* _PROBLEM STATEMENT_
Pull out each row below that contains the string "hair". Letter case matters.

Data items
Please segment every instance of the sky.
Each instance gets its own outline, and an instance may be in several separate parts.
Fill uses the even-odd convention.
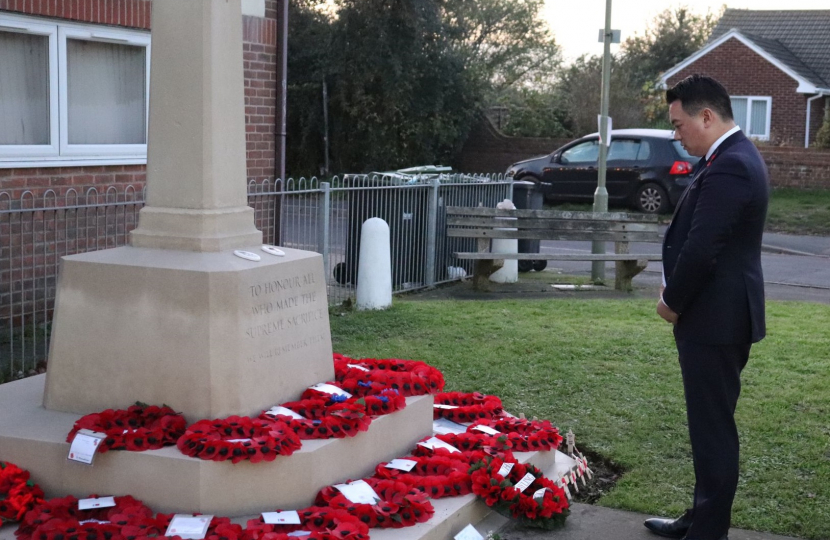
[[[687,5],[691,11],[702,15],[707,9],[718,12],[724,3],[737,9],[830,9],[828,0],[614,0],[611,28],[620,30],[621,41],[625,41],[634,34],[643,35],[654,17],[667,8]],[[602,54],[602,43],[597,41],[597,34],[605,26],[605,0],[546,0],[542,15],[562,47],[566,63],[582,54]],[[618,48],[619,45],[611,45],[611,52],[616,53]]]

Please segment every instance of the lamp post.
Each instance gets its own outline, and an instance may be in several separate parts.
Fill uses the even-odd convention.
[[[611,30],[611,0],[605,0],[605,29],[602,32],[603,54],[602,54],[602,105],[599,118],[599,173],[597,177],[597,189],[594,192],[594,212],[608,211],[608,190],[605,188],[605,163],[608,157],[608,145],[610,144],[611,130],[608,129],[608,96],[611,90],[611,42],[616,38],[619,43],[619,32]],[[605,253],[605,242],[595,240],[591,244],[591,253]],[[591,280],[594,283],[605,281],[605,261],[593,261],[591,263]]]

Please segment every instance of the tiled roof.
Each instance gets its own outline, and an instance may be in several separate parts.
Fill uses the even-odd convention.
[[[830,88],[830,10],[727,9],[709,41],[733,28],[814,85]]]

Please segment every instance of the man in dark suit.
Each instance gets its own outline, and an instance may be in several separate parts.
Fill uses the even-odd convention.
[[[675,139],[701,156],[663,240],[657,313],[674,325],[695,470],[692,508],[652,532],[724,540],[738,485],[735,407],[752,343],[766,332],[761,238],[769,175],[732,119],[726,89],[693,75],[666,92]]]

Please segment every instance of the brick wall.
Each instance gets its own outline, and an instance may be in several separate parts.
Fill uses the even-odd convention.
[[[488,118],[482,117],[470,132],[453,166],[469,173],[504,173],[511,164],[550,154],[569,140],[508,137]]]
[[[830,189],[830,150],[759,148],[773,187]]]
[[[0,0],[0,11],[148,29],[151,4],[151,0]]]
[[[797,94],[798,83],[758,53],[732,38],[669,78],[669,86],[694,73],[720,81],[731,95],[771,96],[770,142],[804,146],[807,98]],[[824,100],[812,104],[810,142],[821,125]]]
[[[150,29],[152,0],[0,0],[0,11],[83,23]],[[277,103],[277,0],[265,1],[265,18],[243,17],[243,64],[248,181],[274,179]],[[145,167],[60,167],[0,169],[0,190],[18,199],[24,190],[59,195],[70,187],[85,190],[104,185],[123,188],[127,180],[144,187]],[[107,182],[110,182],[107,184]]]
[[[277,0],[265,5],[265,18],[242,21],[245,181],[258,183],[273,182],[276,152]],[[145,30],[151,7],[151,0],[0,0],[3,11]],[[71,207],[143,200],[145,170],[144,165],[0,169],[0,333],[51,318],[61,256],[127,243],[141,204]],[[69,209],[8,212],[54,207]],[[271,227],[267,218],[258,211],[257,226]]]

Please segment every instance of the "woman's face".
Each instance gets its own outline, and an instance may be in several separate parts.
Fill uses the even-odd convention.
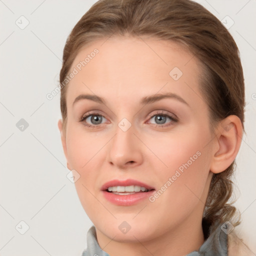
[[[198,60],[174,42],[141,38],[84,47],[67,86],[68,167],[80,175],[76,188],[98,235],[120,241],[192,229],[202,221],[212,176],[214,136]],[[128,179],[154,190],[101,190]]]

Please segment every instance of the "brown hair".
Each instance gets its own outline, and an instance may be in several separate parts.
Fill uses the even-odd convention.
[[[188,48],[202,63],[200,89],[210,110],[211,126],[234,114],[244,129],[244,86],[238,50],[226,28],[203,6],[190,0],[98,1],[82,16],[67,39],[60,76],[61,84],[82,46],[113,34],[148,35]],[[61,87],[64,130],[66,88]],[[234,167],[235,161],[224,172],[213,175],[204,214],[207,222],[230,221],[234,214],[235,207],[227,203],[232,195],[230,178]]]

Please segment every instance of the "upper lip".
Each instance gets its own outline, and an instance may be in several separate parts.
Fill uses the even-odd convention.
[[[132,178],[126,180],[110,180],[104,184],[100,190],[107,190],[110,186],[130,186],[132,185],[143,186],[148,190],[154,190],[154,188],[148,185],[147,184],[145,184],[141,182],[136,180],[132,180]]]

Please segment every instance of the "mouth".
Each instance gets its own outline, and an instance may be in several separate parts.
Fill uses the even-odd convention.
[[[116,194],[126,195],[148,192],[154,190],[154,188],[139,180],[128,179],[126,180],[110,180],[102,186],[101,190]]]
[[[119,206],[132,206],[148,200],[156,191],[154,188],[135,180],[110,180],[101,188],[104,198]]]
[[[115,194],[126,195],[132,194],[136,193],[148,192],[154,190],[154,188],[148,190],[144,186],[140,186],[138,185],[132,185],[130,186],[109,186],[106,191],[109,193],[112,193]]]

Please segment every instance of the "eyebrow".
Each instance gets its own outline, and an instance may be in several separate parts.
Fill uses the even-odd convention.
[[[186,104],[188,106],[190,106],[190,105],[188,104],[188,103],[182,98],[181,98],[178,95],[172,92],[167,92],[164,94],[156,94],[150,96],[146,96],[142,98],[140,102],[140,104],[141,105],[146,105],[146,104],[153,103],[158,100],[160,100],[163,98],[174,98],[179,102]],[[99,96],[97,96],[96,95],[82,94],[78,96],[75,98],[73,102],[73,106],[75,104],[75,103],[80,101],[82,100],[92,100],[94,102],[104,104],[105,104],[106,103],[105,100],[102,98],[100,97]]]

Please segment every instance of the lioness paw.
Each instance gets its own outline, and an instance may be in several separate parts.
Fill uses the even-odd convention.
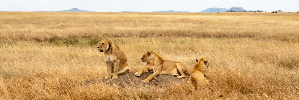
[[[141,73],[137,72],[135,73],[135,75],[137,76],[139,76],[141,75]]]
[[[105,79],[110,79],[111,78],[111,76],[109,75],[105,77]]]
[[[113,76],[112,77],[112,79],[117,79],[117,75],[116,76],[113,75]]]
[[[185,77],[186,76],[185,76],[181,75],[181,76],[178,76],[178,77],[178,77],[178,78],[183,78]]]
[[[172,74],[171,75],[171,76],[174,76],[174,77],[176,77],[177,76],[178,76],[180,74],[176,74],[176,74]]]

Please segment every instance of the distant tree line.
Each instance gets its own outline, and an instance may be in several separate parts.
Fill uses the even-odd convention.
[[[264,12],[264,11],[260,11],[257,10],[256,11],[246,11],[246,10],[243,11],[227,11],[226,12]],[[265,11],[265,12],[266,11]]]

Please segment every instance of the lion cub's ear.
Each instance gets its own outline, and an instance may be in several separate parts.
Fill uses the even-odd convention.
[[[207,63],[209,62],[208,62],[207,60],[205,61],[204,62],[204,65],[207,65]]]
[[[108,42],[107,42],[107,43],[108,43],[108,44],[111,44],[112,43],[112,42],[113,41],[112,41],[109,40],[109,41],[108,41]]]

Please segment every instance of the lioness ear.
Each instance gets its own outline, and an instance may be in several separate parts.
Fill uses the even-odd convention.
[[[150,52],[147,51],[147,53],[148,55],[150,55]]]
[[[112,41],[109,41],[108,42],[108,44],[111,44],[112,43]]]

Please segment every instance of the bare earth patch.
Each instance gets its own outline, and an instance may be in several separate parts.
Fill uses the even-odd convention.
[[[135,88],[140,88],[150,85],[162,86],[164,85],[175,83],[187,82],[189,77],[180,79],[177,77],[165,74],[161,74],[155,77],[152,80],[146,83],[143,83],[141,81],[146,78],[149,76],[154,73],[149,72],[143,73],[140,76],[135,76],[135,73],[137,71],[132,71],[128,73],[118,76],[117,79],[105,79],[101,78],[98,79],[94,78],[85,80],[82,83],[82,85],[94,83],[96,82],[102,82],[111,85],[118,85],[120,87],[124,87],[133,86]]]

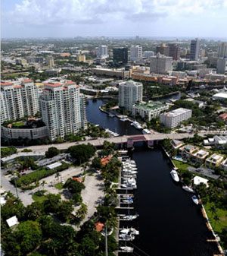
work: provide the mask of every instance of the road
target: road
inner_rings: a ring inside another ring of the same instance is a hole
[[[198,135],[200,136],[204,136],[207,134],[227,134],[227,132],[224,133],[222,131],[204,131],[198,133]],[[189,133],[173,133],[173,134],[160,134],[160,133],[155,133],[152,134],[141,134],[141,135],[134,135],[135,137],[139,137],[144,136],[147,141],[161,141],[163,139],[175,139],[175,140],[180,140],[185,137],[192,137],[194,136],[194,134],[189,134]],[[48,145],[39,145],[39,146],[30,146],[30,147],[18,147],[18,151],[22,151],[23,149],[30,149],[33,151],[46,151],[50,147],[56,147],[59,150],[65,150],[67,149],[69,147],[75,146],[76,144],[88,144],[89,143],[91,144],[93,146],[98,147],[101,146],[104,144],[104,141],[107,141],[109,142],[114,142],[116,144],[122,144],[122,143],[126,143],[128,139],[130,137],[133,137],[133,135],[132,136],[120,136],[120,137],[107,137],[107,138],[98,138],[95,140],[88,140],[84,141],[79,141],[79,142],[65,142],[61,144],[48,144]]]

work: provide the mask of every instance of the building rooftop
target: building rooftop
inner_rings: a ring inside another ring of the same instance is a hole
[[[136,108],[139,109],[145,109],[147,110],[154,110],[159,108],[163,108],[166,105],[159,103],[159,102],[153,102],[153,101],[149,101],[148,103],[141,103],[139,105],[136,105]]]

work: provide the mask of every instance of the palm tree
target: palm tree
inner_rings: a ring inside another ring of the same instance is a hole
[[[214,220],[214,229],[216,228],[216,223],[220,220],[219,217],[215,214],[214,217],[213,217],[213,220]]]

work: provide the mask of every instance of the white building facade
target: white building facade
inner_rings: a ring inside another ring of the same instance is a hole
[[[143,97],[143,84],[128,81],[119,84],[119,106],[132,111],[135,103],[140,103]]]
[[[1,82],[1,122],[34,116],[39,111],[38,87],[30,79]]]
[[[83,107],[82,110],[82,100],[76,83],[45,84],[40,100],[42,121],[51,140],[64,137],[86,127],[86,109]]]
[[[191,117],[191,109],[179,108],[166,113],[160,115],[160,122],[166,128],[173,128],[177,127],[182,122]]]
[[[173,58],[166,57],[158,52],[156,56],[151,57],[150,73],[166,74],[173,71]]]

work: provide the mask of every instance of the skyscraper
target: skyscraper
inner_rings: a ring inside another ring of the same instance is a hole
[[[179,59],[181,55],[181,49],[176,43],[169,43],[169,56],[173,57],[173,59],[177,61]]]
[[[85,107],[75,82],[45,84],[40,100],[42,121],[51,140],[86,126]]]
[[[150,63],[150,73],[166,74],[173,70],[173,58],[163,55],[160,52],[156,56],[151,57]]]
[[[143,97],[142,83],[132,80],[119,84],[119,106],[132,111],[132,106],[140,103]]]
[[[219,58],[216,62],[216,72],[218,74],[225,74],[226,68],[227,58]]]
[[[200,52],[200,40],[197,38],[194,40],[191,41],[190,46],[190,60],[197,61]]]
[[[132,46],[130,48],[130,61],[136,62],[142,58],[142,47],[140,46]]]
[[[101,58],[108,58],[108,47],[107,46],[99,46],[97,57]]]
[[[32,80],[1,82],[1,122],[33,116],[39,111],[38,87]]]
[[[227,43],[222,42],[218,49],[217,56],[219,58],[227,58]]]
[[[128,62],[128,48],[115,48],[113,49],[114,62],[126,64]]]

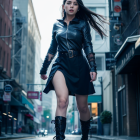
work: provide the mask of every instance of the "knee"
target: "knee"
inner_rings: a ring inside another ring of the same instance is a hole
[[[65,109],[68,106],[68,101],[66,99],[59,99],[58,101],[58,107],[60,109]]]
[[[78,107],[78,110],[79,110],[80,113],[87,113],[88,107],[87,106],[81,106],[81,107]]]

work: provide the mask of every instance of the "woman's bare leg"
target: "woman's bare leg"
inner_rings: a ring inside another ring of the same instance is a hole
[[[56,71],[52,79],[52,84],[54,86],[57,97],[57,108],[55,116],[66,117],[66,111],[69,103],[69,94],[65,77],[61,71]]]
[[[87,98],[88,95],[78,95],[75,94],[77,101],[77,108],[80,113],[80,120],[87,121],[90,119],[90,111],[88,108]]]

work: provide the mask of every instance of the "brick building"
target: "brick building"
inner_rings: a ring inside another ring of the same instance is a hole
[[[140,0],[121,0],[122,11],[115,16],[110,1],[110,50],[117,51],[113,85],[116,118],[114,135],[140,136]],[[112,2],[112,3],[111,3]],[[114,29],[118,24],[119,30]],[[114,41],[119,34],[122,41]]]
[[[12,34],[13,0],[0,0],[0,36]],[[12,38],[0,38],[0,67],[11,77]]]

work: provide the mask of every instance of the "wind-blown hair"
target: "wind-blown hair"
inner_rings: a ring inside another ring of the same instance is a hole
[[[67,0],[63,0],[63,5],[65,5],[66,1]],[[101,25],[104,23],[108,24],[107,20],[102,15],[96,14],[85,7],[82,0],[76,1],[79,4],[79,11],[76,13],[76,17],[88,21],[91,27],[100,34],[102,39],[104,36],[107,36],[104,32],[104,27]],[[62,16],[64,18],[66,17],[66,12],[64,10],[62,12]],[[98,19],[100,23],[97,22],[96,19]]]

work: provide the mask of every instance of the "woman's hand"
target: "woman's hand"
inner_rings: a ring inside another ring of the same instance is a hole
[[[41,79],[46,80],[46,79],[47,79],[47,75],[42,74],[42,75],[41,75]]]
[[[96,78],[97,78],[97,73],[96,73],[96,72],[90,72],[90,77],[91,77],[90,82],[95,81],[95,80],[96,80]]]

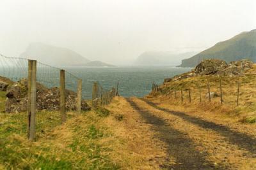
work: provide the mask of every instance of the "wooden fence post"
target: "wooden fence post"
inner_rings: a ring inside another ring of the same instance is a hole
[[[199,99],[200,102],[202,102],[202,97],[201,97],[201,84],[199,84]]]
[[[210,82],[209,82],[209,78],[207,78],[207,85],[208,85],[209,101],[211,102]]]
[[[31,64],[29,140],[34,141],[36,137],[36,60],[32,60]]]
[[[223,100],[222,98],[222,83],[221,77],[220,77],[220,103],[222,104]]]
[[[177,99],[177,94],[176,94],[176,90],[174,89],[174,96],[175,97],[175,99]]]
[[[93,85],[92,86],[92,106],[93,109],[95,109],[96,108],[96,104],[95,104],[95,100],[97,98],[96,88],[97,88],[97,83],[93,82]]]
[[[239,104],[239,86],[240,86],[240,83],[239,81],[237,81],[237,99],[236,100],[236,106],[238,106]]]
[[[102,106],[102,99],[103,99],[103,88],[100,88],[100,106]]]
[[[28,121],[27,121],[27,136],[29,139],[30,120],[31,120],[31,76],[32,76],[32,60],[28,60]]]
[[[82,80],[77,81],[77,114],[81,114],[81,105],[82,103]]]
[[[61,117],[61,124],[66,122],[66,96],[65,87],[65,70],[61,69],[60,71],[60,115]]]
[[[118,85],[119,85],[119,81],[117,81],[117,85],[116,85],[116,96],[119,96],[119,94],[118,94]]]
[[[183,102],[183,91],[182,89],[180,89],[181,101]]]

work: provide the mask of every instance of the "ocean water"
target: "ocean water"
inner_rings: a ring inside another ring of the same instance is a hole
[[[163,83],[164,79],[190,71],[190,68],[168,66],[116,67],[67,67],[68,72],[83,80],[83,97],[92,97],[94,81],[98,81],[104,89],[116,87],[119,81],[118,92],[124,97],[142,97],[148,94],[152,82]],[[76,90],[76,80],[68,80],[67,89]]]

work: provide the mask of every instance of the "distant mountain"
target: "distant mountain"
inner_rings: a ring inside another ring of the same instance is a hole
[[[227,62],[247,59],[255,62],[256,29],[243,32],[230,39],[218,43],[189,59],[182,60],[179,67],[193,67],[207,59],[219,59]]]
[[[114,65],[106,64],[105,62],[95,60],[95,61],[90,61],[87,62],[85,64],[83,64],[83,66],[87,66],[87,67],[115,67]]]
[[[171,52],[145,52],[137,58],[134,64],[176,66],[181,64],[182,59],[190,57],[196,53],[196,52],[174,53]]]
[[[90,60],[79,53],[65,48],[42,43],[31,43],[20,57],[35,59],[45,64],[58,66],[86,64]]]

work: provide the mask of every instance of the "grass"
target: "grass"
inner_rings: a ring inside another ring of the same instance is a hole
[[[256,117],[256,64],[245,72],[244,76],[221,78],[223,103],[220,97],[211,98],[209,102],[207,80],[209,80],[210,90],[220,96],[220,78],[216,76],[199,76],[166,83],[160,86],[160,95],[148,96],[166,101],[171,104],[196,108],[202,111],[222,113],[230,117],[239,117],[239,121],[253,123]],[[239,106],[237,106],[237,81],[240,82]],[[167,96],[166,96],[167,87]],[[200,103],[199,87],[201,88],[202,103]],[[183,90],[184,102],[181,102],[180,89]],[[188,89],[191,90],[191,103],[189,103]],[[170,91],[172,91],[172,98]],[[177,99],[174,97],[177,92]],[[186,106],[185,106],[186,105]],[[248,116],[250,115],[250,116]]]
[[[0,113],[0,169],[117,169],[109,156],[111,133],[93,111],[60,124],[58,112],[36,117],[36,141],[26,138],[26,113]]]

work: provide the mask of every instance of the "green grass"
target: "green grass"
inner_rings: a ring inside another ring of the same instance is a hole
[[[104,118],[98,114],[69,116],[61,125],[58,112],[38,113],[33,143],[26,139],[26,113],[0,113],[0,169],[119,169],[109,158],[109,143],[102,142],[111,134],[99,125]]]

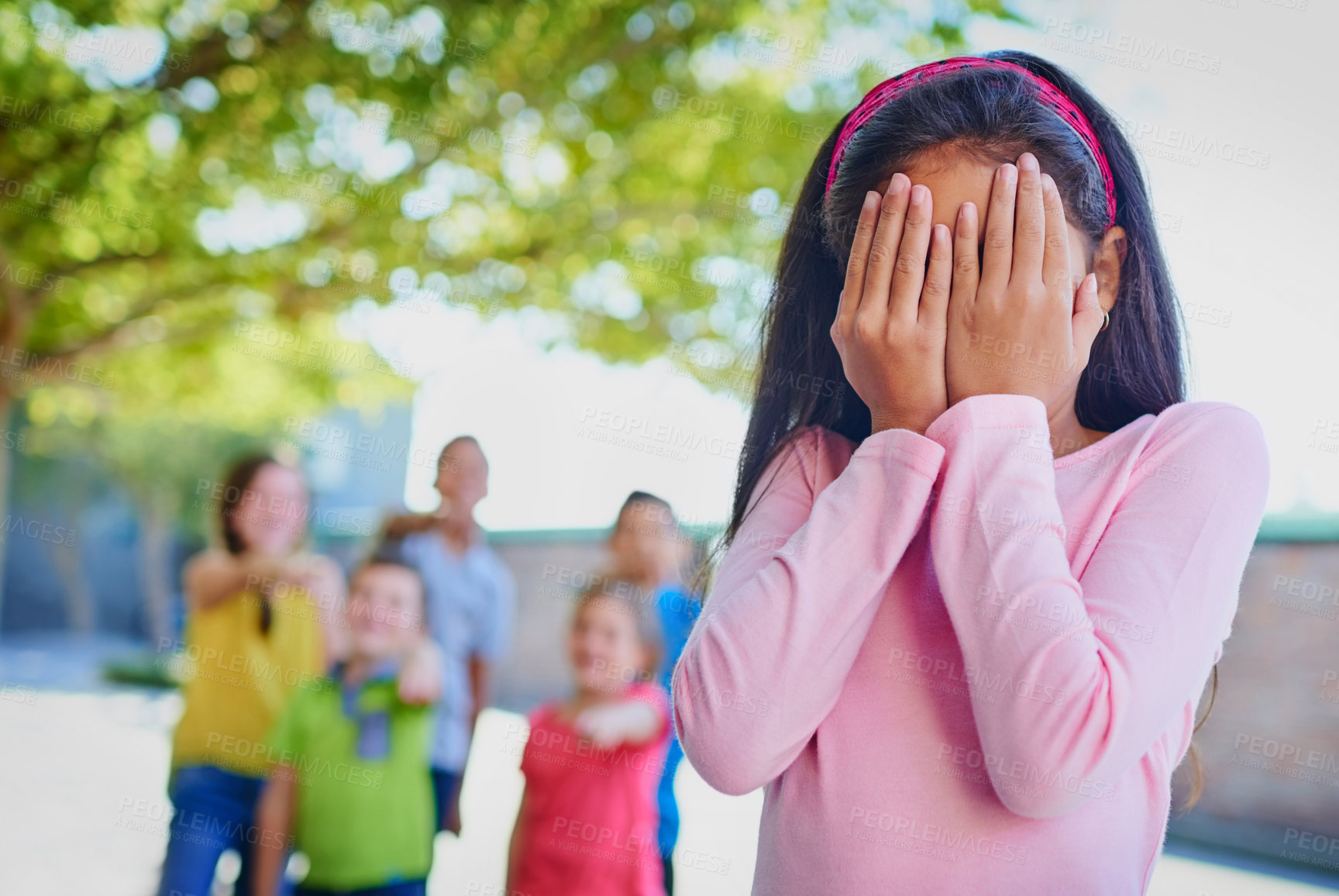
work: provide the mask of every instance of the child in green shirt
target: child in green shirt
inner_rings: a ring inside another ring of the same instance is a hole
[[[400,702],[400,658],[423,642],[423,581],[374,561],[348,596],[352,650],[299,690],[270,735],[257,809],[254,892],[276,896],[293,840],[311,865],[299,896],[424,896],[432,858],[431,707]]]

* _CORRECT ANSWER_
Please segment every instance of the "brown hair".
work: provide the mask of every instance of the "wind-blown hair"
target: "wind-blown hair"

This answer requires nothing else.